(Stated goal):
Rescale the point coordinates in the answers by 0.8, rounding each to a whole number with halves going up, and write out every line from the one with "Target: red signboard" through the end of the items, requests included, in the items below. Leave the requests unchanged and give only those lines.

(Data entries):
****************************************
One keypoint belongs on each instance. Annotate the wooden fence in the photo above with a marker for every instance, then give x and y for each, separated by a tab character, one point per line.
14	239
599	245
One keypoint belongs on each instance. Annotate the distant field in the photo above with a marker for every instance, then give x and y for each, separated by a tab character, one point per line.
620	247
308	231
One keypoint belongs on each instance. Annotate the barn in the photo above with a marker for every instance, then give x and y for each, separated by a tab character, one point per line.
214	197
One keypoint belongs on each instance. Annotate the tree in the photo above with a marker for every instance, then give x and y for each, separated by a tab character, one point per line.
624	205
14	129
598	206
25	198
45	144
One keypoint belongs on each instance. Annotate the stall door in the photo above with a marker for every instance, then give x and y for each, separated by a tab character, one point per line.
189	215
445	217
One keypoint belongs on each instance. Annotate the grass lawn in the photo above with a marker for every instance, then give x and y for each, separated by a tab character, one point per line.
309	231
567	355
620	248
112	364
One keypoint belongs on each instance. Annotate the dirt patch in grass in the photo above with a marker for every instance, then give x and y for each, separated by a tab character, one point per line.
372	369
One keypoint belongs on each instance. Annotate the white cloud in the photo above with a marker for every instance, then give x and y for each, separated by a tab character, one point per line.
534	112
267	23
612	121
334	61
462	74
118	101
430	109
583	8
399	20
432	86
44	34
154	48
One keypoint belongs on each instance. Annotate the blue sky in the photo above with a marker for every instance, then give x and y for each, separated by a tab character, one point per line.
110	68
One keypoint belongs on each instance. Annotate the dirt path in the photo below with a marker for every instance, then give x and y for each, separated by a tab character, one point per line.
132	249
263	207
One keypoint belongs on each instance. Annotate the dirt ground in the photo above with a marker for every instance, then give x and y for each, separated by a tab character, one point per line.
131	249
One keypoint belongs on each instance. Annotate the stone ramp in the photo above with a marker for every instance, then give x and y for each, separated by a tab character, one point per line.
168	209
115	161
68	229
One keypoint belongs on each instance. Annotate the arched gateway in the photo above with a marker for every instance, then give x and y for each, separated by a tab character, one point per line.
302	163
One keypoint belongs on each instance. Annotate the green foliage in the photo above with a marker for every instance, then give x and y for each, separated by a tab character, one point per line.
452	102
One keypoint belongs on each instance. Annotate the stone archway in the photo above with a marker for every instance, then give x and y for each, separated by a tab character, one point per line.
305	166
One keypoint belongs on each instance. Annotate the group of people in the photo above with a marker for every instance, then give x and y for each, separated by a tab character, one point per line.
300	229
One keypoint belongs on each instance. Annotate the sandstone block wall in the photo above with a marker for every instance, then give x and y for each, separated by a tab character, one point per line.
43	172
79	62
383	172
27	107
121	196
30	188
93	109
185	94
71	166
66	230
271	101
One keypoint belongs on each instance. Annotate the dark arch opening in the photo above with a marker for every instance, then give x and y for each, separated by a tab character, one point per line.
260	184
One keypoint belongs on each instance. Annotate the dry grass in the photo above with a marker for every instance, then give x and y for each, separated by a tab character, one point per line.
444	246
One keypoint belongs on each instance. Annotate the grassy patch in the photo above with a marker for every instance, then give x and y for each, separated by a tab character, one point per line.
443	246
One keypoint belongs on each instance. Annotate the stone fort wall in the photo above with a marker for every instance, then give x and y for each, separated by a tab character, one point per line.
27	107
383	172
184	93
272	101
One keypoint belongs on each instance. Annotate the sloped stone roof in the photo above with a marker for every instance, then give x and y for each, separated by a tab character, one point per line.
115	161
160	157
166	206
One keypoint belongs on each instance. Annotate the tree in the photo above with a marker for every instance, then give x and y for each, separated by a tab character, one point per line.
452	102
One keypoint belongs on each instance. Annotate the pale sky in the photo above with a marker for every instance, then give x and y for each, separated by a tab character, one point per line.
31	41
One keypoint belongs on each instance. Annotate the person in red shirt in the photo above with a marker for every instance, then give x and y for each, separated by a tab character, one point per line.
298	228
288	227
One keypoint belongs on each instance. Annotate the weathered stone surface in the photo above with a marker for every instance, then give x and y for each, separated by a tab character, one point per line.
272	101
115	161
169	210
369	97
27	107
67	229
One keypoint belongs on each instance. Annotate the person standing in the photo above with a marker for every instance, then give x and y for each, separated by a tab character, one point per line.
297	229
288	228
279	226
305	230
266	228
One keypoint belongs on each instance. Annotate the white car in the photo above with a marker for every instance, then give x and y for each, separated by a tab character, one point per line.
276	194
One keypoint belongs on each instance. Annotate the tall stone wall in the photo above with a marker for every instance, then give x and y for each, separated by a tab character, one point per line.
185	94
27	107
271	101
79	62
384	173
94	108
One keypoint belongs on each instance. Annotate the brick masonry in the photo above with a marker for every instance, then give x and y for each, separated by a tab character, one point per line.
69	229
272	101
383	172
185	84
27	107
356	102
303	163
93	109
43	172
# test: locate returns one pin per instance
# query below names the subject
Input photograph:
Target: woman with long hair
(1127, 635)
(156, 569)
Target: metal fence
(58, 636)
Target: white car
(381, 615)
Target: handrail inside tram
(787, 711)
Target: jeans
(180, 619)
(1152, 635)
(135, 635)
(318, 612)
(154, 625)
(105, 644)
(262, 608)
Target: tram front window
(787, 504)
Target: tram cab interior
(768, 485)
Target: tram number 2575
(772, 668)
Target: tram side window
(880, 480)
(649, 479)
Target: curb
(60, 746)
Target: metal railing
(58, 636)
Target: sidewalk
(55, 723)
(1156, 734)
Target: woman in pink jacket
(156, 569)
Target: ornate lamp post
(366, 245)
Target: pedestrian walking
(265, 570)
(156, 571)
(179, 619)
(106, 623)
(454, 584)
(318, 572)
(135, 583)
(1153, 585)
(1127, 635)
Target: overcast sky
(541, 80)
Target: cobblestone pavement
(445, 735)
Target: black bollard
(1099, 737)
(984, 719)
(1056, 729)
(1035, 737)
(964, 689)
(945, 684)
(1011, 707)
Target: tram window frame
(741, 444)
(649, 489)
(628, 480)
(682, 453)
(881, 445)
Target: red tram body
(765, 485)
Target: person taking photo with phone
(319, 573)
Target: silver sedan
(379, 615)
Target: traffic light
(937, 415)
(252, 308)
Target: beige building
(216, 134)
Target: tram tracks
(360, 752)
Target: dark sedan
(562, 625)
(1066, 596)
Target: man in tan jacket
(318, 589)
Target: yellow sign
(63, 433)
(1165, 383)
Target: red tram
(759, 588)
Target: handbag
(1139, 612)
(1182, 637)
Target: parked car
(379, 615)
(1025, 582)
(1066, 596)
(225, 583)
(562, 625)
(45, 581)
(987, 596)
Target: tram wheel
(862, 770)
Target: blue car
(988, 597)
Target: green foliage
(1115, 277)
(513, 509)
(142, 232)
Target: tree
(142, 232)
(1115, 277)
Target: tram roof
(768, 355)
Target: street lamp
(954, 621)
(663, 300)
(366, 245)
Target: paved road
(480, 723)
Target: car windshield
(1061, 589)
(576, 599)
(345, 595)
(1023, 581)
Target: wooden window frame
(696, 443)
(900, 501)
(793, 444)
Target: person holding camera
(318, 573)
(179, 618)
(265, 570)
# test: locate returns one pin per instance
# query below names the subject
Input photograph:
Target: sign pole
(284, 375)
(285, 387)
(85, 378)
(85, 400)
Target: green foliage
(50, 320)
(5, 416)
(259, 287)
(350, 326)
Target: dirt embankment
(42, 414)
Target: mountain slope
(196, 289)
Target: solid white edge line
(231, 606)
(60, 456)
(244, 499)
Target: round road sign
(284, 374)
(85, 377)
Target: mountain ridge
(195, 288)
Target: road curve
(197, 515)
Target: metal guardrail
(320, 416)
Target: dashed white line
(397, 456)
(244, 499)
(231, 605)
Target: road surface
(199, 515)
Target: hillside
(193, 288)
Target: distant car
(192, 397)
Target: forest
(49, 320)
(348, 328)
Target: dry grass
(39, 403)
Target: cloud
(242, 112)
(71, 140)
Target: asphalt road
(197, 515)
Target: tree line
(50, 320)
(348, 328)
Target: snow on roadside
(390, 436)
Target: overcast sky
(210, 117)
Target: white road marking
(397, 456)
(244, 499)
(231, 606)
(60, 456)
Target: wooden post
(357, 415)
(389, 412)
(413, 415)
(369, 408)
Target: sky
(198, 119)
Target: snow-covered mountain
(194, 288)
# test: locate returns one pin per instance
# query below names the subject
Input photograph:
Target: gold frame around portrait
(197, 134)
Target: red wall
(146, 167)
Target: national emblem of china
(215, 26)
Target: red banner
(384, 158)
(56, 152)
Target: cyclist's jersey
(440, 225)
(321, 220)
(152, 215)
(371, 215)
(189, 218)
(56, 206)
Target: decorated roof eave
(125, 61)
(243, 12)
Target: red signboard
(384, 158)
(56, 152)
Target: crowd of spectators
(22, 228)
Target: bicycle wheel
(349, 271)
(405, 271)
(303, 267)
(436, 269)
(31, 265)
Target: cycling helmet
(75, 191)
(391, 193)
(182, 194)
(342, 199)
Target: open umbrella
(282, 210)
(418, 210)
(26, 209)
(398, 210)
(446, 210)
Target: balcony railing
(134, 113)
****************************************
(Written answer):
Target: red signboard
(307, 126)
(45, 122)
Target: crowd of spectators
(18, 182)
Target: bicycle wheel
(279, 217)
(324, 217)
(242, 214)
(349, 215)
(25, 212)
Target: cycling helmet
(60, 153)
(313, 154)
(146, 155)
(274, 159)
Target: open umbrella
(226, 168)
(334, 168)
(21, 167)
(318, 168)
(357, 168)
Target: balcony railing
(107, 90)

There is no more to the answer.